## What to work on
Could you reproduce the lines from the one containing "Would you be able to pick out the stone" through the end, both included and unchanged, leaving out the pictures?

## Dataset
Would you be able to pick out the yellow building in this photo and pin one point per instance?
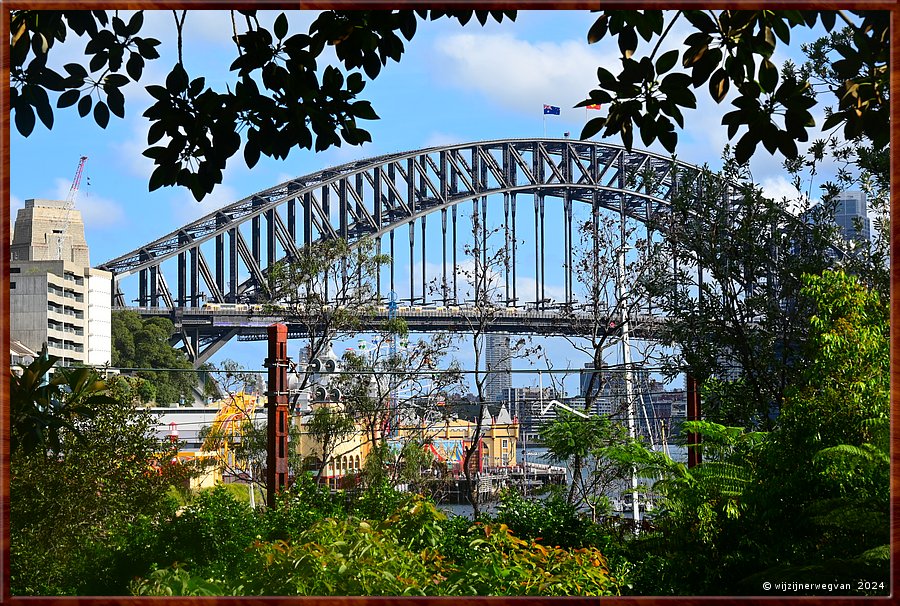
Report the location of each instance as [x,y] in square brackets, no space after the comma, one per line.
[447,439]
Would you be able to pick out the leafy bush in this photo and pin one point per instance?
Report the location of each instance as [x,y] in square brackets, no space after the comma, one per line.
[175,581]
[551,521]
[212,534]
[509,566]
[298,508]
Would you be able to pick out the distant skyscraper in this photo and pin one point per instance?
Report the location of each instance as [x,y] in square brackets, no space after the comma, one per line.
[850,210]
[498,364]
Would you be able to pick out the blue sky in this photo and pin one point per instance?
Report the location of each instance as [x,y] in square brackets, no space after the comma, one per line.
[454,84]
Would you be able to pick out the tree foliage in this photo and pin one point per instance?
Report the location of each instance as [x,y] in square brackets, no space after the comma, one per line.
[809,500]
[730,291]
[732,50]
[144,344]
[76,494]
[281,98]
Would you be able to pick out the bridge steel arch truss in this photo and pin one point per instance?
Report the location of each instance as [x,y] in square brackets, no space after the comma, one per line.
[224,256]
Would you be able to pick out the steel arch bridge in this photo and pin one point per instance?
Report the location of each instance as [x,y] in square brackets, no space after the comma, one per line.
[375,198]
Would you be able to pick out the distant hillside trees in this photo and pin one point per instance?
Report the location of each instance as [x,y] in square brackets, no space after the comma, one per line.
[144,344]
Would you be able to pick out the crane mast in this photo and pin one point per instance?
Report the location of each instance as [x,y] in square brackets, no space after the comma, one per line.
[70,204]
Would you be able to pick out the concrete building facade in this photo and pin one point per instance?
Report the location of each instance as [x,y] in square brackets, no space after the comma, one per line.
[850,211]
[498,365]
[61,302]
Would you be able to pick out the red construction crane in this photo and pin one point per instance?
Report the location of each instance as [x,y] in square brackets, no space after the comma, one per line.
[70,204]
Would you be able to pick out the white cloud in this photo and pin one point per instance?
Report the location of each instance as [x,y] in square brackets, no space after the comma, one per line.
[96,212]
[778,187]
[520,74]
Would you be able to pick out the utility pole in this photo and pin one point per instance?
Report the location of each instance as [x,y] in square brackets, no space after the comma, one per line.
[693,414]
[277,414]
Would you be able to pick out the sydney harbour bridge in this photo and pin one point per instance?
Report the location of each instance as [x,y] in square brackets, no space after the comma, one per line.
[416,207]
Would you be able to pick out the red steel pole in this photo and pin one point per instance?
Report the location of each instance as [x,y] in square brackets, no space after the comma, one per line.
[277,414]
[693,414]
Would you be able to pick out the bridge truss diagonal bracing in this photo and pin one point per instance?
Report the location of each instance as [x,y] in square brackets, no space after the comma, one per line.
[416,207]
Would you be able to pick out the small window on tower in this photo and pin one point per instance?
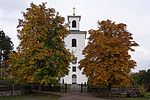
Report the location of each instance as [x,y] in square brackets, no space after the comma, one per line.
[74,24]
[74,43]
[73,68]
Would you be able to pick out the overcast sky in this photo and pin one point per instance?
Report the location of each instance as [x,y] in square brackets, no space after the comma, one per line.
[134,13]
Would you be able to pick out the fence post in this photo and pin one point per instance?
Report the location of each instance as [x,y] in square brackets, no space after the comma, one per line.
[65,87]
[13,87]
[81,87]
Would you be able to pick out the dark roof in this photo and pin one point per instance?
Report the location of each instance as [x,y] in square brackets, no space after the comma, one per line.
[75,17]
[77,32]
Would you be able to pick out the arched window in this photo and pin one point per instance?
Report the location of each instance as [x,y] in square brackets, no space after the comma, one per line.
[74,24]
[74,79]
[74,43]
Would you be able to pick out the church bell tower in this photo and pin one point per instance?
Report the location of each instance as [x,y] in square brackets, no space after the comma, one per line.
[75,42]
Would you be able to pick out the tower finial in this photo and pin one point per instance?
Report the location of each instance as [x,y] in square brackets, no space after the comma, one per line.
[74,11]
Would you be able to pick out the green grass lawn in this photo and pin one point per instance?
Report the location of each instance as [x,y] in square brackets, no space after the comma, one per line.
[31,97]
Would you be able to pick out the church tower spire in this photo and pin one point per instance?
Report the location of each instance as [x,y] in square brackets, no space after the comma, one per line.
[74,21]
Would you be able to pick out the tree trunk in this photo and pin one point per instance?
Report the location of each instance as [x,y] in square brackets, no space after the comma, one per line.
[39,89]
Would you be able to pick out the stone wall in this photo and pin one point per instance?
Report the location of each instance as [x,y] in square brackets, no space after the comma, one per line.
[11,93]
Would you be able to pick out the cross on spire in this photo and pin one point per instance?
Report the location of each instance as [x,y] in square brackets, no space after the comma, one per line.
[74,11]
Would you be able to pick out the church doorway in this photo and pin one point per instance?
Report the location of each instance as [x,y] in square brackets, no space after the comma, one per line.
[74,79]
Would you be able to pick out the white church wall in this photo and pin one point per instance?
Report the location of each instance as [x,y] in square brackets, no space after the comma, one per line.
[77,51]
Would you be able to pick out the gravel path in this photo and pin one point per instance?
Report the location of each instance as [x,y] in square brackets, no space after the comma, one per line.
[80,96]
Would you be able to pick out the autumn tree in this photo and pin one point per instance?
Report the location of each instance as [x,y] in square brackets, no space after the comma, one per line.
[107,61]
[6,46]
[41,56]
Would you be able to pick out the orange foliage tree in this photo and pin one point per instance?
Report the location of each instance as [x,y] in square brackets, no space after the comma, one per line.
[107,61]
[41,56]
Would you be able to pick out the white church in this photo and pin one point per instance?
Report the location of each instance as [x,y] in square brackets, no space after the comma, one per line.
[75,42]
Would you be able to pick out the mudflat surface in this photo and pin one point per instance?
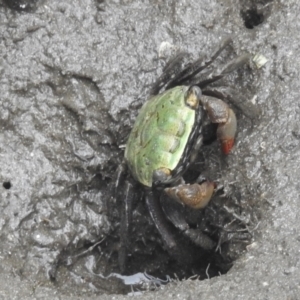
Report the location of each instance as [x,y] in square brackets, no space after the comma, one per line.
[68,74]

## Output for this task
Would you be able to pick out the stone wall in this photo and pin one point per instance?
Report the location of each instance as [x,y] in square brackets, no space after the comma, one per line.
[11,93]
Would you be able to pick out the cross on spire in this photo and pin one point per instance?
Report the location of each instance as [x,y] in square brackets, no space after the comma, one per line.
[74,11]
Would you be able to pick out the church doorway in this photo and pin one point per instance?
Report the location of each instance as [x,y] in square brackets, no space after the comma, one per line.
[74,79]
Would you be able to pick out the white church wall in this photo and pin one point per instance?
Report the location of each instance as [x,y] in square brackets, no space after the comma, one per line.
[77,51]
Would you be able to pick out the gravel path in this photo and pin one point per instance?
Report the location of each instance as [x,y] in square brackets, no space after the comma, one per line.
[80,96]
Would you be able to pick out the autumn tree in this photo and pin one point per instance?
Report the location of each instance as [x,y] in square brackets, no space after the comma, one per line.
[107,61]
[6,46]
[41,56]
Would you be able to pick out the orange foliage tree in this photo and pin one point per instance?
Report the location of each instance as [x,y] in square brackets, no space after the comma, one per line.
[107,61]
[41,56]
Would you be able to pick out the white church in this photo and pin one point per instance?
Report the location of each instance as [x,y] in square brackets, no space after the comma, one per line.
[75,42]
Would you be able to pick out the mudflat surface in this photo and pin one point per instance?
Report the location of each instance as [x,y] in square brackets, no space after the comma, one per line.
[68,74]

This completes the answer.